START DATA EXTRACT
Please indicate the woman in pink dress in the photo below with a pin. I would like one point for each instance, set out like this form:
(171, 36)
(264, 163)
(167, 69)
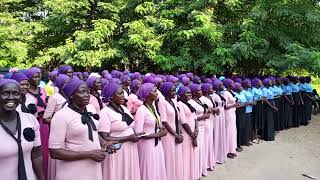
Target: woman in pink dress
(34, 75)
(147, 120)
(208, 102)
(95, 85)
(202, 117)
(230, 114)
(55, 103)
(67, 70)
(27, 103)
(116, 124)
(74, 138)
(190, 131)
(169, 115)
(58, 100)
(133, 102)
(126, 81)
(220, 136)
(20, 152)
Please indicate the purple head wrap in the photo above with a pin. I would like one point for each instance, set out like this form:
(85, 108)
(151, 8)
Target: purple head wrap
(109, 90)
(266, 81)
(246, 82)
(19, 77)
(136, 75)
(104, 72)
(166, 88)
(124, 78)
(61, 78)
(144, 91)
(185, 80)
(237, 86)
(238, 80)
(205, 87)
(104, 82)
(116, 80)
(182, 90)
(72, 86)
(194, 87)
(255, 82)
(148, 79)
(221, 78)
(63, 69)
(116, 74)
(91, 80)
(217, 85)
(157, 80)
(227, 82)
(53, 74)
(207, 80)
(7, 81)
(85, 74)
(30, 72)
(134, 83)
(189, 75)
(196, 79)
(107, 76)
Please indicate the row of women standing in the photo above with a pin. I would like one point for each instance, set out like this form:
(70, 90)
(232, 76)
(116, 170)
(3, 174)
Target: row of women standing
(131, 127)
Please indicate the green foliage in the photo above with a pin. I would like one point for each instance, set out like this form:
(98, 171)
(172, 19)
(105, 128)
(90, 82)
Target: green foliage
(203, 36)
END DATA EXTRACT
Would you output all of the entries above exactly, keeping the pictures out?

▶ [COMPLETED EXERCISE]:
Please indicate the woman in pink dress in the photo below with a pin. I would like one point for each instance, set out like this form:
(171, 36)
(264, 163)
(167, 69)
Target: woman in pink dress
(34, 75)
(147, 120)
(208, 102)
(95, 85)
(202, 117)
(230, 114)
(55, 103)
(67, 70)
(27, 103)
(116, 124)
(74, 138)
(190, 131)
(169, 115)
(58, 100)
(133, 102)
(126, 81)
(220, 136)
(20, 152)
Please indicate the purple head wrap in the photo above with a pin. I would like one point for each instance, set out like this form:
(85, 108)
(151, 8)
Target: purple head wrap
(109, 90)
(266, 81)
(246, 82)
(19, 77)
(136, 75)
(104, 72)
(166, 88)
(124, 78)
(61, 78)
(144, 91)
(185, 80)
(237, 86)
(238, 80)
(205, 87)
(104, 82)
(116, 80)
(182, 90)
(72, 86)
(194, 87)
(255, 82)
(148, 79)
(221, 78)
(63, 69)
(116, 74)
(91, 80)
(217, 85)
(157, 80)
(227, 82)
(53, 74)
(207, 80)
(7, 81)
(85, 74)
(30, 72)
(134, 83)
(189, 75)
(196, 79)
(107, 76)
Please indicate the row of women standing in the photo above with a pin. I would like one point for each instance, set out like this form:
(70, 90)
(232, 76)
(116, 170)
(3, 174)
Target: row of women standing
(131, 127)
Please indicate the green foliage in the photo above with a pin. I would like one point for each instance, set out like this form:
(98, 171)
(172, 19)
(105, 128)
(90, 82)
Target: green foliage
(203, 36)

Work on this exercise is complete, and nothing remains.